**Seçilen bölüm**
Parlamentoda görev yaptığı süre içerisinde KİT Komisyonu üyeliği, çeşitli soruşturma ve araştırma komisyonları üyeliği, Susurluk Komisyonu Başkanlığı, TBMM Divan Üyeliği ve Katip Üyeliği ile İdare Amirliği görevlerinde bulundu. 2002 seçimlerinden sonra TBMM İnsan Hakları İnceleme Komisyonu Başkanlığına seçildi ve bu görevi kesintisiz 22 Temmuz 2007 tarihine kadar yürüttü. Halen Ankara Barosuna kayıtlı olarak Ankara'da serbest avukatlık yapmaktadır. Evli ve dört çocuk babasıdır. 

İKİYÜZLÜ MEDYANIN TUTUMU 

-Sayın Elkatmış, önemli bir süreçten geçiyoruz. Siz son on yılın önemli tanıklarından birisisiniz. Gazeteci olarak bu süreçte en çok medyanın rolü dikkatimizi çekti. Bir kısım medyanın Susurluk'a bakışıyla Ergenekon'a bakışı arasında ciddi farklar olduğunu gözlemliyoruz. O dönemde medya Susurluk'un üzerine gidilmesini istiyordu, manşete taşıyorlardı. Ancak Ergenekon'da ilgili böyle bir durum yok...

**Yapılacak iş**
Medyanın Susurluk ve Ergenekon'a bakışı üzerine söyleşiyi son cümlesinden sonra devam ettirerek sürdürün. Kayıtların medya ve Susurluk üzerine söyleşiyle hiçbir bağlantısı yoktur.

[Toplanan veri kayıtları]
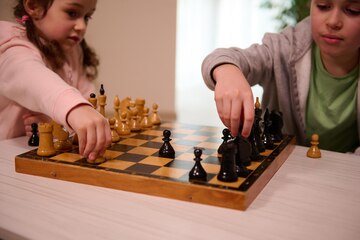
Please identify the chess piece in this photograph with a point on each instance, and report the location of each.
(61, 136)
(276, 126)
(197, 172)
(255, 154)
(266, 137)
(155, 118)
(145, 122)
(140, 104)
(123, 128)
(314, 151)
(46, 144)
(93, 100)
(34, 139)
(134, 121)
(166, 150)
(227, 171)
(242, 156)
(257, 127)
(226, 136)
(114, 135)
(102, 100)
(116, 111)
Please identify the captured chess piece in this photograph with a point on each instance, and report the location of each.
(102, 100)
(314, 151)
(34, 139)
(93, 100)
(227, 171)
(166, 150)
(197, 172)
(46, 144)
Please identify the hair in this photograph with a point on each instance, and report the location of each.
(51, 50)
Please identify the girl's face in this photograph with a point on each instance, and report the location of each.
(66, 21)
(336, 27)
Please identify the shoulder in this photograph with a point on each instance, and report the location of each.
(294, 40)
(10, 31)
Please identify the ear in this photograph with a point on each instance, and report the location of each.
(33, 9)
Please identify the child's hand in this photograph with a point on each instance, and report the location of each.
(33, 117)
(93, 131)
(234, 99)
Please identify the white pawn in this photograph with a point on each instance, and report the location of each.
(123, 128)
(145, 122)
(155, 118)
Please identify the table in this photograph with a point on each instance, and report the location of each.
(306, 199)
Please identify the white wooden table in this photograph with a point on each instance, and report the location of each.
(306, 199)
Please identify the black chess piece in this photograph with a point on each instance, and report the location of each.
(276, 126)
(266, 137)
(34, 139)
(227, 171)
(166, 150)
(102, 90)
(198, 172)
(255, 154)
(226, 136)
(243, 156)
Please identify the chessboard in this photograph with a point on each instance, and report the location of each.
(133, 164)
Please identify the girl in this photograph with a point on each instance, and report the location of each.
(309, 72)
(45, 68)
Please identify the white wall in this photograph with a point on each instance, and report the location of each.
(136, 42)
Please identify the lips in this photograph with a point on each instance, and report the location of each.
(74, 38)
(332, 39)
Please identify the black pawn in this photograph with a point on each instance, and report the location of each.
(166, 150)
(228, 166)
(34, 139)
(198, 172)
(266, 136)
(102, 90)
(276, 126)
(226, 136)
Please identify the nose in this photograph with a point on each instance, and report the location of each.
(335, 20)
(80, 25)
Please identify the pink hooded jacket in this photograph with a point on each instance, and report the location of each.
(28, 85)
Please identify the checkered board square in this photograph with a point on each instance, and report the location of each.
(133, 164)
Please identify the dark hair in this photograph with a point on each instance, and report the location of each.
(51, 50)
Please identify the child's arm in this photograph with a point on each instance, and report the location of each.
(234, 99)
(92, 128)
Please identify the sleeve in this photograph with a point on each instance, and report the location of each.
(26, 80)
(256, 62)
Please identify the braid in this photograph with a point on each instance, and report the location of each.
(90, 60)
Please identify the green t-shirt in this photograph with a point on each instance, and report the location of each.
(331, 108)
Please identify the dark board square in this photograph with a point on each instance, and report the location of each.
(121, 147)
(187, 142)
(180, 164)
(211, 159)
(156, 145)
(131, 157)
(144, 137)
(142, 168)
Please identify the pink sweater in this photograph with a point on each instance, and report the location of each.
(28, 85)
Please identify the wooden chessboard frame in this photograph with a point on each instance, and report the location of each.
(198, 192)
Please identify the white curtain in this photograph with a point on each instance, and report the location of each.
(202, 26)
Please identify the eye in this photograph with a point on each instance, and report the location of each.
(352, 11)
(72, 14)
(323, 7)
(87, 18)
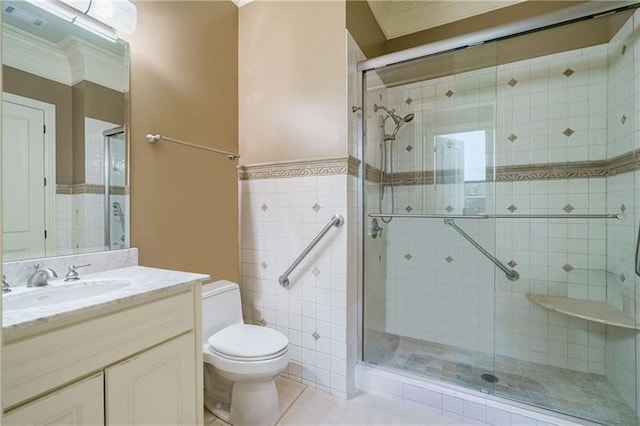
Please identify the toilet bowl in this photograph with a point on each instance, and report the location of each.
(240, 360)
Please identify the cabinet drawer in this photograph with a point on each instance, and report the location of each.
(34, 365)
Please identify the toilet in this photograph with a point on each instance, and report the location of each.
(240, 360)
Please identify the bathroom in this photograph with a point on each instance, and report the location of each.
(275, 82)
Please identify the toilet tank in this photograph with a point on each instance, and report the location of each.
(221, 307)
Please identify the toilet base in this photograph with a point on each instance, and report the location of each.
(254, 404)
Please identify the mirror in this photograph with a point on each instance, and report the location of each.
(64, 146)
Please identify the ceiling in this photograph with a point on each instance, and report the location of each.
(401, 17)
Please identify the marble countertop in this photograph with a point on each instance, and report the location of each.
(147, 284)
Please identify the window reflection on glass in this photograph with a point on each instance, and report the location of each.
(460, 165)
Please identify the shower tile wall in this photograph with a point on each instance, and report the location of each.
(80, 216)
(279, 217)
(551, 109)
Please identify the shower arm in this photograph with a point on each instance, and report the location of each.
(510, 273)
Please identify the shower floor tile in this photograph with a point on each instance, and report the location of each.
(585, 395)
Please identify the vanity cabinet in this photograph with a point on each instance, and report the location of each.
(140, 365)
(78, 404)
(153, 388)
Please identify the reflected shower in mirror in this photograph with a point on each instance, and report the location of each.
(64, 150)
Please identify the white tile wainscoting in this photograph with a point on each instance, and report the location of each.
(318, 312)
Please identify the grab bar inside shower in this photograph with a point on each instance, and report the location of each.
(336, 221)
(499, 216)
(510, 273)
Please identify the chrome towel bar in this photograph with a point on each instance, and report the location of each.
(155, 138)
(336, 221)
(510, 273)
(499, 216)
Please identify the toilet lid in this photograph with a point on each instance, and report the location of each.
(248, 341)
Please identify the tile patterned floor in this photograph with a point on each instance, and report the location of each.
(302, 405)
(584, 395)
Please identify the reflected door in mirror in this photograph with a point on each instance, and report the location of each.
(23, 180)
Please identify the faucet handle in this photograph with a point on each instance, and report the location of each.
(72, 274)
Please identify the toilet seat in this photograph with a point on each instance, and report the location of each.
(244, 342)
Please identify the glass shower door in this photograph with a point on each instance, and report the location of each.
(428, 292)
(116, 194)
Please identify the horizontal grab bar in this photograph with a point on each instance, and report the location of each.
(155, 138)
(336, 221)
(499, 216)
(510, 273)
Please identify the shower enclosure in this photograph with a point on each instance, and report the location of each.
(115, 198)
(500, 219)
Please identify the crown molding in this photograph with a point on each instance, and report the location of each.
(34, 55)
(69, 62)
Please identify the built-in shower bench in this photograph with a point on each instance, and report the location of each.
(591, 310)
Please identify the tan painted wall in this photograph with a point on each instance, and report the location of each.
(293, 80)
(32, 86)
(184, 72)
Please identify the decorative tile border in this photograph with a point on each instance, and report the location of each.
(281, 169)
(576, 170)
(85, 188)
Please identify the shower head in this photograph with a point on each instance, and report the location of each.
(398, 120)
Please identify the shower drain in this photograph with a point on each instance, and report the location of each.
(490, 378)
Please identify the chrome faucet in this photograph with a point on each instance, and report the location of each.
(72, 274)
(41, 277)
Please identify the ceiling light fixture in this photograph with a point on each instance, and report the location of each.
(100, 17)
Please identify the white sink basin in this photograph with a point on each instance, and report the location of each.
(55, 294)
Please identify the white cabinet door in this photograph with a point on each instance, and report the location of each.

**Alıştırma sonucu**
Söylediğiniz şeylere katılıyorum. Bahsettiğiniz medyanın Susurlukla Ergenekon'a bakışlarında takındıkları tavırlarda insanların inanamayacağı kadar tavır değişikliği var. O gün susurluk aydınlansın diye yeri göğü inletenler, bir takım eylemlerde bulunanlar bugün Ergenekon'da tamamen menfi tavırlar içerisine bulunuyorlar. Sanki bu işin aydınlatılmasını istemiyorlar gibi hava veriyorlar. 

-Bu tutumun nedeni ne olabilir? 

Bunun iki nedeni olabilir; birincisi ‘bu işin bir ucu bize dokunur' diye düşünüyorlar. İkincisi ideolojik olarak yaklaşıyorlar. Bir takım kendi ideolojilerinden olanlar bu işin başkahramanlarından olduğu için onların zarar görmelerini istemediklerinden tamamen ideolojik nedenlerden dolayı özelikle sol için bunu söylüyorum buna karşı çıkıyorlar. Ters bir davranış içerisindeler.

ERBAKAN'IN MEDYAYA ETKİSİ

-Medyanın bu yaklaşımın nedenlerinden birisi de Erbakan Hoca'nın o gün Susurluk için ‘fasa fiso' demesinin etkisi olabilir mi?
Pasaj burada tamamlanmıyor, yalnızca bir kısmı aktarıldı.